-------- Available data

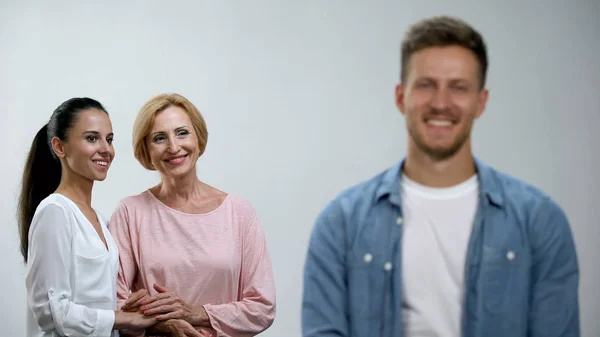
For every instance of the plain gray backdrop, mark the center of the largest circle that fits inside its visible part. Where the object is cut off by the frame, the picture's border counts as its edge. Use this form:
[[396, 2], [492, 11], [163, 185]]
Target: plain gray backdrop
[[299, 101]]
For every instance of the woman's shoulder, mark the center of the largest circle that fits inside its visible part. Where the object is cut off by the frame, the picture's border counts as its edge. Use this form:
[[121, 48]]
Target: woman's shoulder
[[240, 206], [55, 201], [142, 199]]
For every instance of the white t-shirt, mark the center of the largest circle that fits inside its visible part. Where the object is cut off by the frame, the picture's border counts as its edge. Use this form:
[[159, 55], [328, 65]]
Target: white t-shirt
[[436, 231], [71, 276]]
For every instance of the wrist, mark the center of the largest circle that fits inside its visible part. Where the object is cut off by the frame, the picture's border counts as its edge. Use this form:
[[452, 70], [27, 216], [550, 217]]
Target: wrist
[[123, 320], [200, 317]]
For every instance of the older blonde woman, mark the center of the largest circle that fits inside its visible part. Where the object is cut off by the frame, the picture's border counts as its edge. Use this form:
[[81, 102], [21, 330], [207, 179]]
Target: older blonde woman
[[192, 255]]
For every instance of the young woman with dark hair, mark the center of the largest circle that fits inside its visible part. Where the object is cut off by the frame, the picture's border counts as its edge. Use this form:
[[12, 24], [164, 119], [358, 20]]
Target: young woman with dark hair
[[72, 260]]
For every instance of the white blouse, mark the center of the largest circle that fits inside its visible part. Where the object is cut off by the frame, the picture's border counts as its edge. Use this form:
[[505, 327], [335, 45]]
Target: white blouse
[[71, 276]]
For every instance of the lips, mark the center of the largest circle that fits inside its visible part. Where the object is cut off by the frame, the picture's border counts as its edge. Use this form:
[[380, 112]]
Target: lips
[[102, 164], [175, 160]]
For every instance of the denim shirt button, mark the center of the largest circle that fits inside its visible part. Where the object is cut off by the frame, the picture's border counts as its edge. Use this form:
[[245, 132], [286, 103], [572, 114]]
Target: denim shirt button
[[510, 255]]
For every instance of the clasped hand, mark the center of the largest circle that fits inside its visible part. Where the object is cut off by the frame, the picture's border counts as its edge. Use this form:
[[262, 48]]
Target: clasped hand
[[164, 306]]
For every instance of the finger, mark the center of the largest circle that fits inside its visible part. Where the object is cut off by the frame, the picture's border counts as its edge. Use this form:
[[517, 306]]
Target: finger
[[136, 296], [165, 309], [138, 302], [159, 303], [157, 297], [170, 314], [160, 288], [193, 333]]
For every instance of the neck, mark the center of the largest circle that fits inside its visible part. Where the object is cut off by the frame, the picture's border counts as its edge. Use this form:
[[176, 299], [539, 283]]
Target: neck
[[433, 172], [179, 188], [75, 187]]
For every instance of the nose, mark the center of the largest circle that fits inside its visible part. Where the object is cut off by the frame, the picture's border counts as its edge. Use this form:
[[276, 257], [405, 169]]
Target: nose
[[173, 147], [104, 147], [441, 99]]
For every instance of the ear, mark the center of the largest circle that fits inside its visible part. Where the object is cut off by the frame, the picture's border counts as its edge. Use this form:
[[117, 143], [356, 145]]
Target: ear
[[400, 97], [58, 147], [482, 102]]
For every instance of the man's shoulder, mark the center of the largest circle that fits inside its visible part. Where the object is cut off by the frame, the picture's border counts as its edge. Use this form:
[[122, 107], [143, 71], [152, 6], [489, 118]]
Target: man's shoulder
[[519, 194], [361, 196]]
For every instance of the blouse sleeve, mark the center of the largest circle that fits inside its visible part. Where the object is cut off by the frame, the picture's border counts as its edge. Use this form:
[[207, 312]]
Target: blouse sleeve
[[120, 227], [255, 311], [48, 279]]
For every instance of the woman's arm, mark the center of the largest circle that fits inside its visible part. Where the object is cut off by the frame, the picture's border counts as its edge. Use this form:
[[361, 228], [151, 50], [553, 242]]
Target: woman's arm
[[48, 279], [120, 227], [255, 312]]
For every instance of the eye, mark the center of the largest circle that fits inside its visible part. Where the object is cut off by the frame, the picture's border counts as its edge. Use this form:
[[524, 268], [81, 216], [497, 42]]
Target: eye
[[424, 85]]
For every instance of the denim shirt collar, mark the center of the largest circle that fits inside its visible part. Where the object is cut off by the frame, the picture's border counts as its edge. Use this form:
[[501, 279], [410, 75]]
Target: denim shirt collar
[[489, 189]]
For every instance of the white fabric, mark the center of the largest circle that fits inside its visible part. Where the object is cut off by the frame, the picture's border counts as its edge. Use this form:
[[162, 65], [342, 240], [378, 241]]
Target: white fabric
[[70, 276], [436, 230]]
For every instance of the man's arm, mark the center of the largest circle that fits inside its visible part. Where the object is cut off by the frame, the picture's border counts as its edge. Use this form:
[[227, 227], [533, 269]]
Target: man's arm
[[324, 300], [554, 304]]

----------------

_Stated task_
Extract every row above word for word, leaving out the pictures.

_Task result_
For every instance of the plain gray backdrop, mark the center of the largest circle that fits inside its visible part. Where the object is cut off by the frame, the picture's border counts as its edge. Use this form:
[[396, 2], [492, 11], [163, 185]]
Target: plain gray backdrop
[[299, 101]]
For every instance of the woman's shoulder, mark the center of the largest circle that fits inside its visible part. Where the object is cut off by the frame, the picture's border counts as its edge. Use this form:
[[121, 48]]
Target: woman's shoulder
[[240, 206], [55, 201], [142, 199]]
For every instance of the white t-shirt, mark the center of the largest circle that fits inside its visible part. Where the object is cut off by the frame, the picture's border counts as its edge. Use this form:
[[159, 55], [328, 65]]
Target: white t-shirt
[[436, 231], [71, 276]]
For every instance of the wrist, mark the center of the largest circle that fits inside its visible part. Where the object is cut off by the frame, the picture's border counts as its edge. Use this form:
[[452, 70], [27, 216], [550, 217]]
Target: wrist
[[123, 320], [200, 317]]
For every instance of the older blonde woman, mark the center of the largest circle that fits inside its visible part. Where the object is cut off by the frame, the picture's border counts as its edge. Use this form:
[[81, 102], [21, 330], [207, 179]]
Target: older blonde woman
[[192, 255]]
For every instance of the young woman with dark hair, mark the center of the largest circle that fits inside its visible part. Where the object is cut off by the frame, the picture's border counts as its edge. Use this form:
[[12, 24], [164, 119], [358, 20]]
Target: young woman with dark hair
[[72, 260]]
For every instance of the white blouse, mark the center of the largest circle that fits inside its visible part. Where the object is cut off by the frame, the picture's border counts as its edge. Use this form:
[[505, 327], [335, 45]]
Target: white blouse
[[71, 276]]
For every instance of the lips, mark the center of the largest circle that fits inside its visible part. Where the object is cut off by the frame, the picture's border counts as its edge. Use this form:
[[380, 112]]
Target: lips
[[102, 164], [175, 160]]
For every instance of the denim shirt button, mark the center of the largest circle that fits inside its visible part. Where the object is cut off by the frame, the picture's border counts as its edge. Use this form:
[[245, 132], [286, 103], [572, 114]]
Target: denim shirt button
[[510, 255]]
For every instance of the clasped hand, mark the center of the largest circle that fits inside its visible part. Where the object is cut off by the frame, the picture's border counts as its edge. Use this form:
[[262, 48]]
Target: clasped hand
[[164, 306]]
For every instance of the finger, mark the center of the largest circle that fits inside its visible part. Where the object is cut off by the frame, the picture's border counts as its edge. Use this form:
[[517, 306]]
Target: finger
[[136, 296], [165, 309], [138, 302], [159, 303], [157, 297], [170, 314], [160, 288], [193, 333]]
For every instance of the neck, mark the center of the largest circle that fits inside its visible part. Where the object is cut off by the frame, the picture's border counts as its edge. Use this form:
[[176, 299], [539, 283]]
Target: neck
[[433, 172], [179, 188], [75, 187]]
For every instance of the nose, mark the center of the largest circle that fits inside its visible part. Where the object is cut off by the frame, the picture's border counts as its edge. Use this form:
[[276, 257], [405, 169]]
Target: nose
[[173, 147], [104, 147], [441, 99]]
For every instance of the ear, mark the center of the largest circle that fits inside its visible part. Where the object is cut off by the frame, the picture's border counts as its edge. Use this form:
[[117, 143], [356, 145]]
Target: ear
[[400, 97], [58, 147], [482, 102]]
For every instance of the man's shoulder, mark the center of the largest circle that fits inside its visible part. Where the object is cut off by the frame, the picture's border counts as its edge. Use this form:
[[122, 107], [143, 71], [152, 6], [489, 118]]
Target: man's shoulder
[[519, 194], [361, 196]]
For every instance of the blouse sleeve, mark the center of the largest circle that fits inside its visible part. Where the object is cut off by the frame, the picture's border counts as its edge. Use this form:
[[207, 312]]
Target: blouse sleeve
[[120, 227], [255, 311], [48, 279]]
For every instance of the woman's arm, mark the center of the largest circle that fits inside its visible part. Where the object is cut off by the frame, the picture's border counts as its edge. Use this form:
[[361, 228], [151, 50], [553, 242]]
Target: woman's arm
[[48, 279], [120, 227], [255, 312]]
For every instance of the eye, mark the center of the largest circle that fits inside its visible part. Where the object is cut off by the frame, the picture's border counts as its edge. Use this form:
[[524, 268], [81, 216], [497, 42]]
Target: eye
[[424, 85]]
For every instance of the denim shirt collar, mark the center of the largest circle that fits inside its visible part. Where the object is cut off by the frame, the picture's border counts as its edge. Use this form:
[[501, 279], [410, 75]]
Target: denim shirt collar
[[489, 189]]
For every instance of the white fabric, mark the center of the largest circle that fits inside its visible part. Where the object is cut off by the frame, the picture's border counts as its edge. Use this form:
[[162, 65], [342, 240], [378, 241]]
Target: white fabric
[[70, 276], [436, 230]]
For every instance of the man's arm, mark the center of the largest circle that fits inside its visible part. Where the object is cut off by the frame, the picture's border counts as its edge. Use this form:
[[227, 227], [533, 269]]
Target: man's arm
[[324, 300], [554, 304]]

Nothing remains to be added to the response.